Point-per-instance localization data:
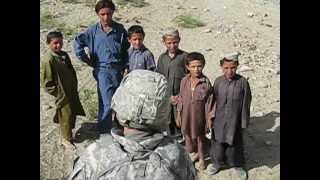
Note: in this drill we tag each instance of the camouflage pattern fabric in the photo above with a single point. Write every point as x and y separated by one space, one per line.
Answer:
115 157
141 101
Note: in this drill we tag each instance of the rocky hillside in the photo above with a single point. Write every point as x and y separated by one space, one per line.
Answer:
251 27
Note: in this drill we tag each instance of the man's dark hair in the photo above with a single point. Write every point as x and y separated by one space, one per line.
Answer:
135 29
195 56
227 60
53 34
104 4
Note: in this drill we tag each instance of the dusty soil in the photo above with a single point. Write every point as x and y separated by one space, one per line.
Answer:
251 27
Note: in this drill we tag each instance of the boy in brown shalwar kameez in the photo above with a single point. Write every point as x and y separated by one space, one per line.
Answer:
171 64
232 113
58 78
195 107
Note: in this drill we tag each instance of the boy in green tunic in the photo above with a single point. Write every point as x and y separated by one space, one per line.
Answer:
58 78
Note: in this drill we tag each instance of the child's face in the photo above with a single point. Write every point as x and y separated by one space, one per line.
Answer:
229 69
195 68
172 44
136 40
105 16
56 44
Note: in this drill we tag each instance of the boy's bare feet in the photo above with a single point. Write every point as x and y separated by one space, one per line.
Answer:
202 165
194 156
68 145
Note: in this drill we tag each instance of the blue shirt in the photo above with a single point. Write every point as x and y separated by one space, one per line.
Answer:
104 47
141 59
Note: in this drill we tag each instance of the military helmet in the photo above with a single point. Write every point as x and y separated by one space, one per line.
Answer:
141 101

EXERCISE REQUIREMENTS:
Reproduce each line of the records exactly, omitting any picture.

SOLVED EXERCISE:
Note: in this drill we tag each instance of the camouflage pattern fabric in the photo above with a single point. Write every point as x and y separated by one space, one per line.
Answer:
115 157
141 101
Note: in this drill we tag each instance of the rocky hillside in the photo above with a single point. Write every point as x and y separated by one space, one per line.
Answer:
251 27
Note: in this drill we tag each instance of the man's dark hair in the photo above with a single point. Write every point as x and y separated by one space, one per line.
Answer:
135 29
195 56
227 60
53 34
104 4
Note: in this drill we tag each instance of the dusty soil in the photo above with a single point. Write every point as x and y separated by one space, one per line.
Answer:
251 27
Note: in this drill we tag each instance of the boy in brown shalwar kameez in the photo above with a single point. Write every point as x and y separated by one space, one per line.
Answer:
171 64
232 113
58 78
195 107
Note: in this drill we tag each instance of the boy in green tunic in the photo above with a single point. Write every point as x and y separated by one space, one per line.
Answer:
58 78
Note: in this drill we tag each instance of the child's face in the photo above with a single point. Write every point as x and y separated by one space, one per line.
Answer:
229 69
195 68
172 44
136 40
105 16
56 44
Note: in this drill we tag each instance of the boy's bare feet in the photo above with a single point. Write every point as x and y separated by one space, one per line.
Answer:
202 165
194 156
68 145
Note: in this drill we tag each instance of the blue shirt in the photo above with a single point. Write every point as x and y separated by one space, one per line.
Answer:
104 47
141 59
Note: in this drill we tag each instance of the military helmet in the photo above with a single point. Write every point as x and y separated by one space, one per line.
Answer:
141 101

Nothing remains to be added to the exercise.